▸ Exercise instructions
[1] Write out the portion of the Pradaxa lawsuit article that begins at the words "In the U.S., Pradaxa" and stops after the words "reported in the U.S.".
[2] Restate as a short bulleted list the paragraph of the Pradaxa lawsuit article that opens "In December, the U.S. Food & Drug Administration", retaining its main facts.

▸ Passage for review
===============
Pradaxa Wrongful Death Lawsuit Filed on Behalf of Tennessee Woman who Suffered Gastrointestinal BleedingMar 7, 2012 | Parker Waichman LLP
What may be the first wrongful death lawsuit involving Pradaxa bleeding side effects has been filed by the family of a woman in Tennessee. The lawsuit alleges that the deceased plaintiff suffered a fatal gastrointestinal bleed due to her use of Pradaxa.
In the U.S., Pradaxa was approved for use to prevent strokes and blood clots in people with atrial fibrillation in October 2010, but has been available overseas since 2008. In recent months, however, as the number of people using Pradaxa has increased so to have concerns about its possible bleeding side effects. Like most blood thinners, Pradaxa carries a risk of bleeding. However, while warfarin, the blood thinner was meant to replace, there is no antidote to Pradaxa bleeding.
In December, the U.S. Food & Drug Administration (FDA) said it was evaluating post-marketing reports of serious bleeding events in patients taking Pradaxa, but did not indicate how many such reports it had received. However, the month prior the drug's maker had acknowledged receiving 260 reports of fatal bleeding among Pradaxa patients worldwide, including 12 reported in the U.S.
===============
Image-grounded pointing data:
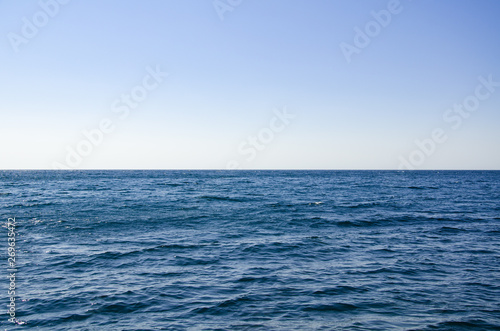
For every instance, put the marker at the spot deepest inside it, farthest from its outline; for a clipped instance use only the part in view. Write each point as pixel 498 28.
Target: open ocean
pixel 253 250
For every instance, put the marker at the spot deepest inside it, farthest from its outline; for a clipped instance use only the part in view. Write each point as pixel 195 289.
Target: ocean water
pixel 253 250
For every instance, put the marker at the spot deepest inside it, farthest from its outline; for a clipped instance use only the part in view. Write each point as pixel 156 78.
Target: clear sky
pixel 283 84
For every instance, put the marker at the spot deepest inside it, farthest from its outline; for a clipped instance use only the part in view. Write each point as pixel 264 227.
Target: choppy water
pixel 263 250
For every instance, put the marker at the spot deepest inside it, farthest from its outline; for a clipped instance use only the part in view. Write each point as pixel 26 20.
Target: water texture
pixel 253 250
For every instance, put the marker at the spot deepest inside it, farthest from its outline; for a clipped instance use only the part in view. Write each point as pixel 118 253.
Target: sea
pixel 251 250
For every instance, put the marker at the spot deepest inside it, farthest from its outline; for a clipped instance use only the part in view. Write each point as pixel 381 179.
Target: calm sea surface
pixel 253 250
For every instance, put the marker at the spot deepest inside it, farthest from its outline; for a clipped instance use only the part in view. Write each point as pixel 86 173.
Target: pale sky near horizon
pixel 272 85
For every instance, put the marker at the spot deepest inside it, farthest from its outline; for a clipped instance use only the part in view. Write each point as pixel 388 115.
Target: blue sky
pixel 229 67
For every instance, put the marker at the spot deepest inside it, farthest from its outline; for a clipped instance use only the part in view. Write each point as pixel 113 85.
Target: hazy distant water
pixel 263 250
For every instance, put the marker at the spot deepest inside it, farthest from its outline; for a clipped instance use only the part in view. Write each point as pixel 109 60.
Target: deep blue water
pixel 245 250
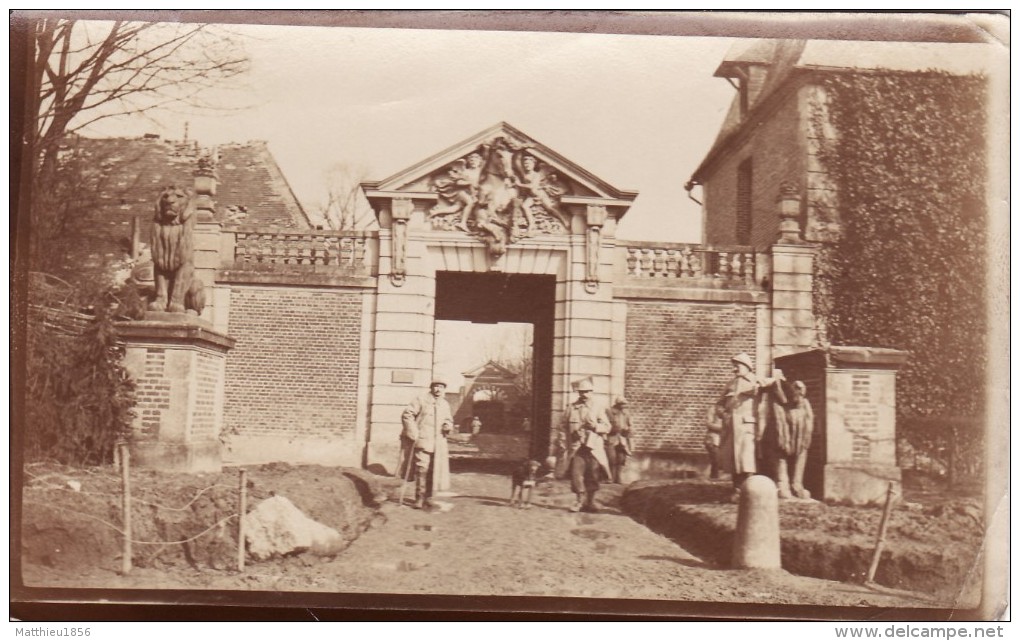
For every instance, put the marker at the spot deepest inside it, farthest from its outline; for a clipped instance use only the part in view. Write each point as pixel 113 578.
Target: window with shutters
pixel 744 203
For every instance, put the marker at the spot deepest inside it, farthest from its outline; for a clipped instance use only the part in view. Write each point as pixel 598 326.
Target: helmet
pixel 583 385
pixel 744 359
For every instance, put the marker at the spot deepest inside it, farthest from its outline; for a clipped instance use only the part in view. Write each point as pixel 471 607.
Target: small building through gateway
pixel 514 413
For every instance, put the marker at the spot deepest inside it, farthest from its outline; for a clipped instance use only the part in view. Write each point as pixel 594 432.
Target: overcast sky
pixel 639 111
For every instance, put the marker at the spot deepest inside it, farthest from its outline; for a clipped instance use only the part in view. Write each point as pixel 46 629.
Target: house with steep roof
pixel 121 178
pixel 771 131
pixel 494 394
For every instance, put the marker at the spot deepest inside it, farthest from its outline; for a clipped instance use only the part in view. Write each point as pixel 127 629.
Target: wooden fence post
pixel 242 508
pixel 882 527
pixel 125 562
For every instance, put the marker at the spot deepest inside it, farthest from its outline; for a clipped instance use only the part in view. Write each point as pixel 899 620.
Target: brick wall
pixel 204 414
pixel 153 393
pixel 776 149
pixel 294 370
pixel 677 363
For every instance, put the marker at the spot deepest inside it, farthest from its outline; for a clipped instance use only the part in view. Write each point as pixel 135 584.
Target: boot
pixel 419 491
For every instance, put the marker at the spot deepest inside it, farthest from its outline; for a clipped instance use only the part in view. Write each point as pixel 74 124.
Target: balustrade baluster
pixel 306 250
pixel 262 248
pixel 683 269
pixel 240 249
pixel 697 264
pixel 722 265
pixel 359 252
pixel 631 261
pixel 346 251
pixel 646 262
pixel 659 263
pixel 671 262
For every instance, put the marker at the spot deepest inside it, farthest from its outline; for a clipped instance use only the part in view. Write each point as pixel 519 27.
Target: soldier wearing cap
pixel 427 421
pixel 742 430
pixel 581 440
pixel 618 443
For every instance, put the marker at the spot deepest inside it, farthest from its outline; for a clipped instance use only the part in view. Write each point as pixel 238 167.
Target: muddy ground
pixel 475 546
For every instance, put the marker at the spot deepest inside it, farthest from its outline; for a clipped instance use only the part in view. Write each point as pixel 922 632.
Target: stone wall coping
pixel 874 356
pixel 281 276
pixel 293 231
pixel 638 244
pixel 670 291
pixel 852 356
pixel 173 329
pixel 803 247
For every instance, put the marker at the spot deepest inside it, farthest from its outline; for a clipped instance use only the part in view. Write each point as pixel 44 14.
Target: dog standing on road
pixel 524 477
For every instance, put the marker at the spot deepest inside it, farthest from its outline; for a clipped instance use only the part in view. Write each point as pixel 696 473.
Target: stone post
pixel 595 218
pixel 756 540
pixel 793 268
pixel 177 362
pixel 853 393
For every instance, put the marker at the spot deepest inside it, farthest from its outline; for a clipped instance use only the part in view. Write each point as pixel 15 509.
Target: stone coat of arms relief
pixel 500 192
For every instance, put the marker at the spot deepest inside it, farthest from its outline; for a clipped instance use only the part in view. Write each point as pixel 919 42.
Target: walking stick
pixel 407 472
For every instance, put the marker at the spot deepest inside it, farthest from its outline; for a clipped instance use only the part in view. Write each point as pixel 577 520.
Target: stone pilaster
pixel 853 393
pixel 792 282
pixel 177 362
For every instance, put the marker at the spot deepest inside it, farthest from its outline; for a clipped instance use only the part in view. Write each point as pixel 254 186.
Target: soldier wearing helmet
pixel 618 443
pixel 581 439
pixel 427 421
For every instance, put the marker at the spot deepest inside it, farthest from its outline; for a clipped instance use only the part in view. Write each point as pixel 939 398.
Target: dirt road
pixel 479 546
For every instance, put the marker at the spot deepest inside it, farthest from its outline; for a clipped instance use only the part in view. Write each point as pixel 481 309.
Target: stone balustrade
pixel 313 249
pixel 694 263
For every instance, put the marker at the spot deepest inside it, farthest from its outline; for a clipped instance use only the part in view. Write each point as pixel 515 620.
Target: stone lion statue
pixel 173 254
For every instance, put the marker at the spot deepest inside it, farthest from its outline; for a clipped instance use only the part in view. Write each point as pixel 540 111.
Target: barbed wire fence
pixel 129 506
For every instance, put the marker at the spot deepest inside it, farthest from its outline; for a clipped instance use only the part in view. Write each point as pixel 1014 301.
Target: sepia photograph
pixel 510 313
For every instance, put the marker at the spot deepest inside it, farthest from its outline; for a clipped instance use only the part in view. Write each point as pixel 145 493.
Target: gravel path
pixel 480 546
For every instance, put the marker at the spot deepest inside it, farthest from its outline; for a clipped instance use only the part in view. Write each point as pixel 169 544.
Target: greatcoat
pixel 574 434
pixel 424 421
pixel 742 429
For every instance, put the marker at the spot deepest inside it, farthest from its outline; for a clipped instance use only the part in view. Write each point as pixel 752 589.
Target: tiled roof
pixel 251 191
pixel 782 58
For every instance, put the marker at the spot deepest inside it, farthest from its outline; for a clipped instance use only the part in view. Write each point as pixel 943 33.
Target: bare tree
pixel 346 206
pixel 512 349
pixel 86 71
pixel 83 71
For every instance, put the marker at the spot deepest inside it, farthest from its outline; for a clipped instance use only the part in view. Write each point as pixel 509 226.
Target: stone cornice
pixel 173 329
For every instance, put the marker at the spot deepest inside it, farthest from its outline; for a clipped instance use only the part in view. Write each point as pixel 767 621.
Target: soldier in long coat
pixel 618 444
pixel 795 423
pixel 581 441
pixel 742 429
pixel 427 421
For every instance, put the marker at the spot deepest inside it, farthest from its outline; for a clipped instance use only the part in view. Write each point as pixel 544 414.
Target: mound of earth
pixel 932 547
pixel 72 519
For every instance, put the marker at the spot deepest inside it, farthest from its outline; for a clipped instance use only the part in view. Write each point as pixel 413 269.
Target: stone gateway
pixel 332 333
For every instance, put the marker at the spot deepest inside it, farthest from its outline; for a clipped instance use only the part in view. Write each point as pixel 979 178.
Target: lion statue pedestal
pixel 177 291
pixel 179 362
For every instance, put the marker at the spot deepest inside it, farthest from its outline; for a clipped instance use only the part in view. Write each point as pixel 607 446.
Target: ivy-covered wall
pixel 908 272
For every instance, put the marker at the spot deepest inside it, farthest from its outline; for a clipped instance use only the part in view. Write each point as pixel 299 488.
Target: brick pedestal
pixel 177 362
pixel 853 393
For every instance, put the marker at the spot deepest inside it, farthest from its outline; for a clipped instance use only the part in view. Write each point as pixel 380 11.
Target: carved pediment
pixel 501 186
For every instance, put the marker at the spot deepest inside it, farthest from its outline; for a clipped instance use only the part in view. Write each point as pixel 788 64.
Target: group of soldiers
pixel 594 443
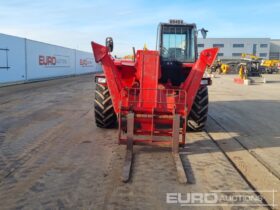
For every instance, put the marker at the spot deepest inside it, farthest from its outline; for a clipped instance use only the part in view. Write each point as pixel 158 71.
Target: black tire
pixel 198 115
pixel 105 116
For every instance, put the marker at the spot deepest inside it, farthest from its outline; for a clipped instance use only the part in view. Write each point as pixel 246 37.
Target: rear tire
pixel 105 116
pixel 198 114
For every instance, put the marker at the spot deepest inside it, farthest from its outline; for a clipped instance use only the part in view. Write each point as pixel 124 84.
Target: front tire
pixel 198 114
pixel 105 116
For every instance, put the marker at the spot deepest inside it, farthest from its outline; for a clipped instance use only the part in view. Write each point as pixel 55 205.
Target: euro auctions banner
pixel 45 60
pixel 85 63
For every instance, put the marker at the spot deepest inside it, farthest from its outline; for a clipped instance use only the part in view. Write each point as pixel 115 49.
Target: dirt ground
pixel 52 156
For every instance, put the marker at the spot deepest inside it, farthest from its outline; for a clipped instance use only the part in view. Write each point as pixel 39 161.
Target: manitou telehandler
pixel 158 95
===============
▸ Answers by item number
[1]
In the U.S., Pradaxa was approved for use to prevent strokes and blood clots in people with atrial fibrillation in October 2010, but has been available overseas since 2008. In recent months, however, as the number of people using Pradaxa has increased so to have concerns about its possible bleeding side effects. Like most blood thinners, Pradaxa carries a risk of bleeding. However, while warfarin, the blood thinner was meant to replace, there is no antidote to Pradaxa bleeding.
In December, the U.S. Food & Drug Administration (FDA) said it was evaluating post-marketing reports of serious bleeding events in patients taking Pradaxa, but did not indicate how many such reports it had received. However, the month prior the drug's maker had acknowledged receiving 260 reports of fatal bleeding among Pradaxa patients worldwide, including 12 reported in the U.S.

[2]
- In December, the FDA said it was evaluating post-marketing reports of serious bleeding events in patients taking Pradaxa.
- The FDA did not indicate how many such reports it had received.
- The month before, the drug's maker had acknowledged receiving 260 reports of fatal bleeding among Pradaxa patients worldwide, 12 of them in the U.S.